• Exercise brief: Since only the text is wanted, print every entry below exactly and omit the images.

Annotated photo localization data
****************************************
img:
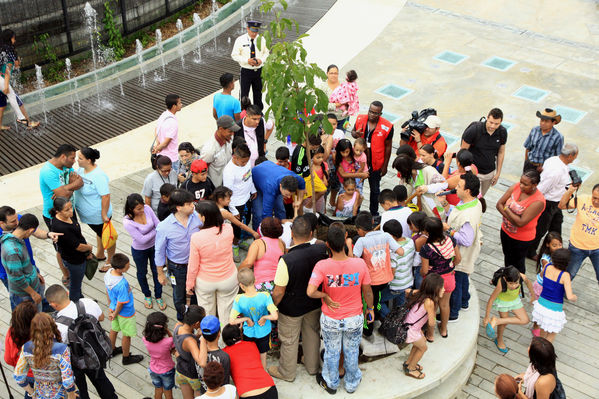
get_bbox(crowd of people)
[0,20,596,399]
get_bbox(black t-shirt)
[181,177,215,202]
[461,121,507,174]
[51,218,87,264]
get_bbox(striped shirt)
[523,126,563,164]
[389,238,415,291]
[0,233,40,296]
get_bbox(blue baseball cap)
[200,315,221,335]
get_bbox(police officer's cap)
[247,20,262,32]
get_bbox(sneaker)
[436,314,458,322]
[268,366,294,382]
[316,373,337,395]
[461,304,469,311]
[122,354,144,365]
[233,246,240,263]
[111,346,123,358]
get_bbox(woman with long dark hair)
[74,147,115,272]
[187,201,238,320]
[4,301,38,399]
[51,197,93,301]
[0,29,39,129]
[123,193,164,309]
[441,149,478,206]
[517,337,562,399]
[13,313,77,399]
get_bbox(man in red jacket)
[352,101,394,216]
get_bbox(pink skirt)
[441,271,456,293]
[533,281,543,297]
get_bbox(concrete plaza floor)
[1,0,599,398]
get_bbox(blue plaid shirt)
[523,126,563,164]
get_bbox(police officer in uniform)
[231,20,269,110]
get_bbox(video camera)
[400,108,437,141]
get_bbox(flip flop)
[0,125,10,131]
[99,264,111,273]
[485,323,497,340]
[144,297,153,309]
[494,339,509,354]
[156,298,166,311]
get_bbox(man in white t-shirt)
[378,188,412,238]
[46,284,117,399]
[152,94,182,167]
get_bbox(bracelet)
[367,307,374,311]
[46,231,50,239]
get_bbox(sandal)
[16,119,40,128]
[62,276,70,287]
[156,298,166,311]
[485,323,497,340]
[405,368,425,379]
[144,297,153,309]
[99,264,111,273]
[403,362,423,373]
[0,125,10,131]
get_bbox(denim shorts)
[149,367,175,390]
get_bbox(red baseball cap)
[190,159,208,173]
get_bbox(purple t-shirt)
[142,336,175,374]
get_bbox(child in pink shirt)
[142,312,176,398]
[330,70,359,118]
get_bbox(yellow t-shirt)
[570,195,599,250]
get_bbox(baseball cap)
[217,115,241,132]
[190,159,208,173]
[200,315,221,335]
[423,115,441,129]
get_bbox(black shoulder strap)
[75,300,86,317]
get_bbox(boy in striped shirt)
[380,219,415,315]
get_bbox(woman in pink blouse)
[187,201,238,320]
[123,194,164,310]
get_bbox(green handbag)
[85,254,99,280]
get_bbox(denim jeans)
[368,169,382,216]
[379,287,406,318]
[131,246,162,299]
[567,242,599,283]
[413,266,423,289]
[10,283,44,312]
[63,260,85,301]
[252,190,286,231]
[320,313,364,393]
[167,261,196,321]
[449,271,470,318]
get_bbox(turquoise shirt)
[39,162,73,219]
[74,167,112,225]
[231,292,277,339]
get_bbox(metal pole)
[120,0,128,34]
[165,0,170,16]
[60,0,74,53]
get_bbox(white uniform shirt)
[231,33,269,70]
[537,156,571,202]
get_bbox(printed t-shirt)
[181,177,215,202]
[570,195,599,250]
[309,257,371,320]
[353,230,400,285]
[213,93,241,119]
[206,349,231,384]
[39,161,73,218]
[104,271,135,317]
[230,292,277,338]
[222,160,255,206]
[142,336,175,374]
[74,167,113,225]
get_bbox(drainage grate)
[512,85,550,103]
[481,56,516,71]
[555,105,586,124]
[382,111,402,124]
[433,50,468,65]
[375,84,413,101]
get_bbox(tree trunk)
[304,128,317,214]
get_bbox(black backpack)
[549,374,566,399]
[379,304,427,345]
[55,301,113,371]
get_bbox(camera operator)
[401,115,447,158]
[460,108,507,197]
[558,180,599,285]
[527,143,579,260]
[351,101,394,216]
****************************************
• Written reply:
img:
get_bbox(crowd of people)
[0,20,596,399]
get_bbox(black t-shirt)
[181,177,215,202]
[461,121,507,174]
[51,218,87,264]
get_bbox(striped shirt)
[523,126,563,164]
[389,238,415,291]
[0,233,40,296]
get_bbox(blue baseball cap)
[200,315,221,335]
get_bbox(police officer's cap)
[247,20,262,32]
get_bbox(sneaker)
[436,314,458,322]
[268,366,294,382]
[316,373,337,395]
[461,304,469,311]
[122,354,144,365]
[233,246,240,263]
[111,346,123,358]
get_bbox(woman with long dark hair)
[74,147,115,272]
[187,201,238,320]
[4,301,38,399]
[51,197,93,301]
[0,29,39,129]
[123,193,164,309]
[441,149,478,206]
[517,337,562,399]
[13,313,77,399]
get_bbox(man in red jacket)
[352,101,394,216]
get_bbox(pink skirt)
[441,271,456,293]
[533,281,543,297]
get_bbox(concrete plaza floor)
[1,0,599,398]
get_bbox(blue plaid shirt)
[523,126,563,164]
get_bbox(police officer in uniform)
[231,20,269,110]
get_bbox(video camera)
[400,108,437,141]
get_bbox(flip flop)
[0,125,10,131]
[99,264,111,273]
[485,323,497,340]
[144,297,153,309]
[494,339,509,354]
[156,298,166,311]
get_bbox(man in white t-shirt)
[378,188,412,238]
[46,284,117,399]
[152,94,182,167]
get_bbox(bracelet)
[367,307,374,311]
[46,231,50,239]
get_bbox(sandal)
[16,119,40,128]
[62,276,70,287]
[156,298,166,311]
[485,323,497,340]
[405,368,425,379]
[144,297,153,309]
[99,264,111,273]
[403,362,423,373]
[0,125,10,131]
get_bbox(denim shorts)
[149,367,175,390]
get_bbox(red baseball cap)
[190,159,208,173]
get_bbox(purple t-shirt)
[142,336,175,374]
get_bbox(child in pink shirt)
[142,312,176,398]
[330,70,359,118]
get_bbox(yellow t-shirt)
[570,195,599,250]
get_bbox(baseball cap)
[217,115,241,132]
[190,159,208,173]
[200,315,221,335]
[423,115,441,129]
get_bbox(black shoulder strap)
[75,300,86,317]
get_bbox(boy in striped shirt)
[380,219,415,315]
get_bbox(woman in pink blouse)
[187,201,238,320]
[123,194,164,310]
get_bbox(green handbag)
[85,254,99,280]
get_bbox(denim jeans)
[368,169,382,216]
[379,287,406,318]
[131,246,162,299]
[567,242,599,283]
[413,266,423,289]
[10,283,44,312]
[63,260,85,301]
[252,190,286,231]
[320,313,364,393]
[167,261,196,321]
[449,271,470,318]
get_bbox(turquoise shirt)
[39,162,73,219]
[74,167,112,225]
[231,292,277,339]
get_bbox(metal pole)
[120,0,128,34]
[165,0,170,16]
[60,0,74,53]
get_bbox(white uniform shirt)
[231,33,269,70]
[537,156,571,202]
get_bbox(printed t-shirt)
[181,177,215,202]
[570,195,599,250]
[309,257,371,320]
[353,230,400,285]
[213,93,241,119]
[206,349,231,384]
[39,161,73,218]
[104,271,135,317]
[230,292,277,338]
[222,160,255,206]
[142,336,175,374]
[74,167,113,225]
get_bbox(drainage grate)
[512,85,550,103]
[481,56,516,71]
[555,105,586,124]
[382,111,402,124]
[433,50,468,65]
[375,84,413,101]
get_bbox(tree trunk)
[304,128,317,214]
get_bbox(black backpack)
[549,374,566,399]
[379,304,427,345]
[55,301,113,371]
get_bbox(camera operator)
[401,115,447,158]
[460,108,507,197]
[558,180,599,285]
[527,143,579,260]
[351,101,394,216]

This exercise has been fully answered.